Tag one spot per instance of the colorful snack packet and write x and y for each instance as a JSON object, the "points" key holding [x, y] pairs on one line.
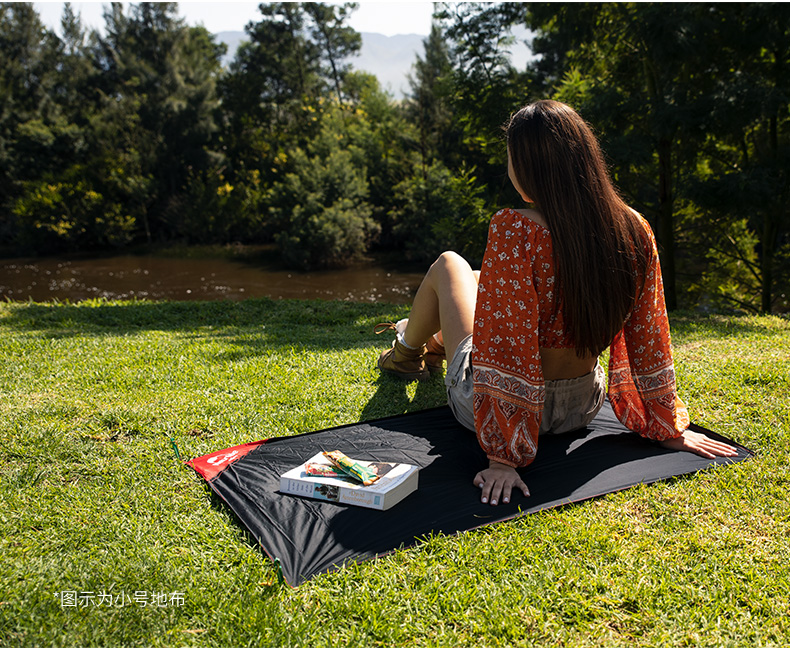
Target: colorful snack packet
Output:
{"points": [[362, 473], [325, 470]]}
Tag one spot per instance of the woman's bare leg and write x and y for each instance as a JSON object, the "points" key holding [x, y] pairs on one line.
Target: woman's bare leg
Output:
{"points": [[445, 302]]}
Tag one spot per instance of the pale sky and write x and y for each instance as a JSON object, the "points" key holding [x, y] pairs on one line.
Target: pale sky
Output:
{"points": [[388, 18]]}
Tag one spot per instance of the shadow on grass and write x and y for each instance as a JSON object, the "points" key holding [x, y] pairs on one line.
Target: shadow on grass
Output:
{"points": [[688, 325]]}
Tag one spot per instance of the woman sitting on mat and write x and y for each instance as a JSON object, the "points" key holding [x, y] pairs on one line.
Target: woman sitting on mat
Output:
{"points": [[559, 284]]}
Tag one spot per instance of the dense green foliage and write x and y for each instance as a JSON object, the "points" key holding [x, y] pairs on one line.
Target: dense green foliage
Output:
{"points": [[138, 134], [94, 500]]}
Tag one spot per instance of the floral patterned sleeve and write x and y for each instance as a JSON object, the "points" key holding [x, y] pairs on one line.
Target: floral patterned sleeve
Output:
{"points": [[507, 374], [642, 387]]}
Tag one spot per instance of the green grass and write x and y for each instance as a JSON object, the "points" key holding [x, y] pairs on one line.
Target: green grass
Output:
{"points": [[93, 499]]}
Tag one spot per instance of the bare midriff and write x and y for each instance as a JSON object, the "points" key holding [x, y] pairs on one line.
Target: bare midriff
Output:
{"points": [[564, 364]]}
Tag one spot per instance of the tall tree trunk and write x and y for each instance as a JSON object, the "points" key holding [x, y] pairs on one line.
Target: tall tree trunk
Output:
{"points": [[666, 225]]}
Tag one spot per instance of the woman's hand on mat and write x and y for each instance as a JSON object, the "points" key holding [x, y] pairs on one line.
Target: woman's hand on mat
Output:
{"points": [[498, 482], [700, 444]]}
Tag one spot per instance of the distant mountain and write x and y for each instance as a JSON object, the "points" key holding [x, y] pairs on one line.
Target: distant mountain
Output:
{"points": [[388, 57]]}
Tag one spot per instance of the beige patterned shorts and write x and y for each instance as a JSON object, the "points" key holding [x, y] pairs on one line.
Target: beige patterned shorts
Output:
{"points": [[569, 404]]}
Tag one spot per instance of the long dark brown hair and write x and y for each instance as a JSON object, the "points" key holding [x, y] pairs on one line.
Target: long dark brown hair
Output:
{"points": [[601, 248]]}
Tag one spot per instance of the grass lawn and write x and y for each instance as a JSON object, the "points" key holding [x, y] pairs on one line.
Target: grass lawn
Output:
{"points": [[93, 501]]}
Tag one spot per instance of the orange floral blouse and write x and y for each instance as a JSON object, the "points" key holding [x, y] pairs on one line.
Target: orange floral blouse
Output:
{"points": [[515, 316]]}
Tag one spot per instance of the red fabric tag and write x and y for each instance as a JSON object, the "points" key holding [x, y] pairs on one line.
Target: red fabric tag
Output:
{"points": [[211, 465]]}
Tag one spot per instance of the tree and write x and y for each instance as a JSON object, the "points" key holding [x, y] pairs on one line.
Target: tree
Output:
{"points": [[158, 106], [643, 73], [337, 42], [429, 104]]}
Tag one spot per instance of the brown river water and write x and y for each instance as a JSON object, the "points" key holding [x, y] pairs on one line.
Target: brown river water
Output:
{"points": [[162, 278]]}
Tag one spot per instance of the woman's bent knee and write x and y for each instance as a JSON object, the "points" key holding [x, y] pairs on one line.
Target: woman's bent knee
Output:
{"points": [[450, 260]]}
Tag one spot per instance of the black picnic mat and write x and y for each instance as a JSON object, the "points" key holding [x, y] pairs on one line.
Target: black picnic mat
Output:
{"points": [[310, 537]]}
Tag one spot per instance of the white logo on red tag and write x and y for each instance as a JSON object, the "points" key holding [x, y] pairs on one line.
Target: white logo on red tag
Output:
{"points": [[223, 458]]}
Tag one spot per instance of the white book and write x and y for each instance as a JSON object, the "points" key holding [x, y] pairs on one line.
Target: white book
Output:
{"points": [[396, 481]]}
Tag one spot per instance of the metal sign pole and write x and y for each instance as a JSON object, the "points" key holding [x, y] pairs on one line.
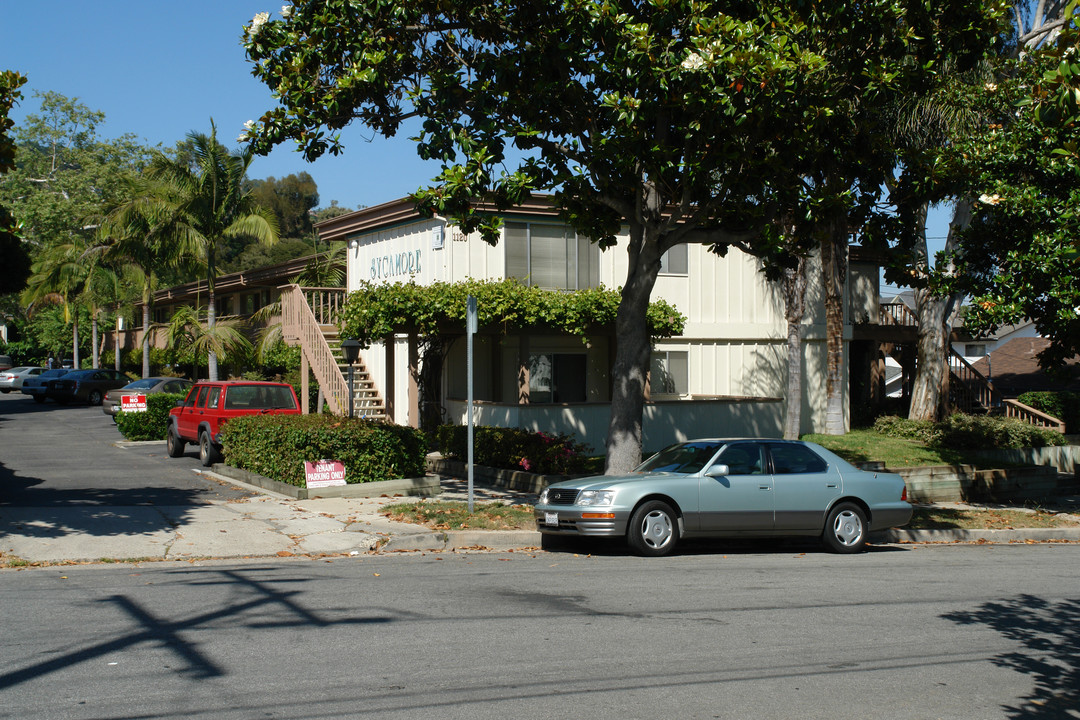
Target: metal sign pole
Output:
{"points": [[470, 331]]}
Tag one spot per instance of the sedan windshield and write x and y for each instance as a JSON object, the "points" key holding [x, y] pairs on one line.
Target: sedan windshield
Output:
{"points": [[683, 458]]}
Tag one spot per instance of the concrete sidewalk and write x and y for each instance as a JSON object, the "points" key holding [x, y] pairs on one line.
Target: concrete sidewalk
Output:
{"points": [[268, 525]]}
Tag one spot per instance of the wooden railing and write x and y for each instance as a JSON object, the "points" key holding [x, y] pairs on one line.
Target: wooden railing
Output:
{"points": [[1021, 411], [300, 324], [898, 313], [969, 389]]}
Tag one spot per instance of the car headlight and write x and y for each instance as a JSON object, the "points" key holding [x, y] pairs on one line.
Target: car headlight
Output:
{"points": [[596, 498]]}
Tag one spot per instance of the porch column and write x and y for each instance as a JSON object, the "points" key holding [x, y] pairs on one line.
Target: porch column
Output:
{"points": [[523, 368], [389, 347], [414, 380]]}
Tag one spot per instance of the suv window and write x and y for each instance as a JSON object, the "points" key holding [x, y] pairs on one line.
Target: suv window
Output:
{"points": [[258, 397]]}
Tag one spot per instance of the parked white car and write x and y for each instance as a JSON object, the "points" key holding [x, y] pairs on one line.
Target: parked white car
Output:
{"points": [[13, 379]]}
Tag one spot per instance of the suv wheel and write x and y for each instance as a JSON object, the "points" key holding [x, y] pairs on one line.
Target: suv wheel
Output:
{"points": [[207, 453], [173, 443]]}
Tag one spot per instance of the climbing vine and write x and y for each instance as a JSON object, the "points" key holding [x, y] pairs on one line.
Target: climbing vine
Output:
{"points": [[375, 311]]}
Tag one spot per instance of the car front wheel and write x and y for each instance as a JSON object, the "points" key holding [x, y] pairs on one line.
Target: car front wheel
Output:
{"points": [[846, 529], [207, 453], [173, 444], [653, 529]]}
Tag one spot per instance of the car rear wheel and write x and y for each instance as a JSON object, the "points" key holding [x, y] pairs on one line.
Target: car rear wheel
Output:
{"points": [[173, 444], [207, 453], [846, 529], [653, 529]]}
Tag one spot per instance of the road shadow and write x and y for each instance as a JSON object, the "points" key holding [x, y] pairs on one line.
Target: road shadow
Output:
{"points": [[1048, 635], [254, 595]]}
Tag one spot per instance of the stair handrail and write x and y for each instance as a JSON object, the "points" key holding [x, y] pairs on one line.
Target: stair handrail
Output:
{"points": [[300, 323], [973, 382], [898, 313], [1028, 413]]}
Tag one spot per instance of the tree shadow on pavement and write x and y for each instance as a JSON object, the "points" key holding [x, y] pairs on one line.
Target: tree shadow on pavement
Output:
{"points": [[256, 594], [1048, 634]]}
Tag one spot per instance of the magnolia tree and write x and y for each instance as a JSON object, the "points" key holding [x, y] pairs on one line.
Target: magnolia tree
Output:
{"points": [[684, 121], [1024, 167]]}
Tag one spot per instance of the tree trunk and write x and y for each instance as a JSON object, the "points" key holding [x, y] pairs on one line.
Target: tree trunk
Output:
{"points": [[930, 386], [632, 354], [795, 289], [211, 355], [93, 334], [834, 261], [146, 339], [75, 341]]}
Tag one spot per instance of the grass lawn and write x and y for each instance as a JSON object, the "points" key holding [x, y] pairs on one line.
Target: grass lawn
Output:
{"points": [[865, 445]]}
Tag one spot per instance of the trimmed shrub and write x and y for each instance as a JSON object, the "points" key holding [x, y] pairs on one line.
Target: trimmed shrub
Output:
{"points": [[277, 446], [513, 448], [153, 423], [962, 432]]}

*Try it*:
Go through the entries above, and wherever a line holds the word "window", copy that line.

*Task answer*:
Tag one spot per instance of the suv window and write x and y for each instance as a JSON object, the "points" key holding [x, y] pairs on one line.
Target: suv window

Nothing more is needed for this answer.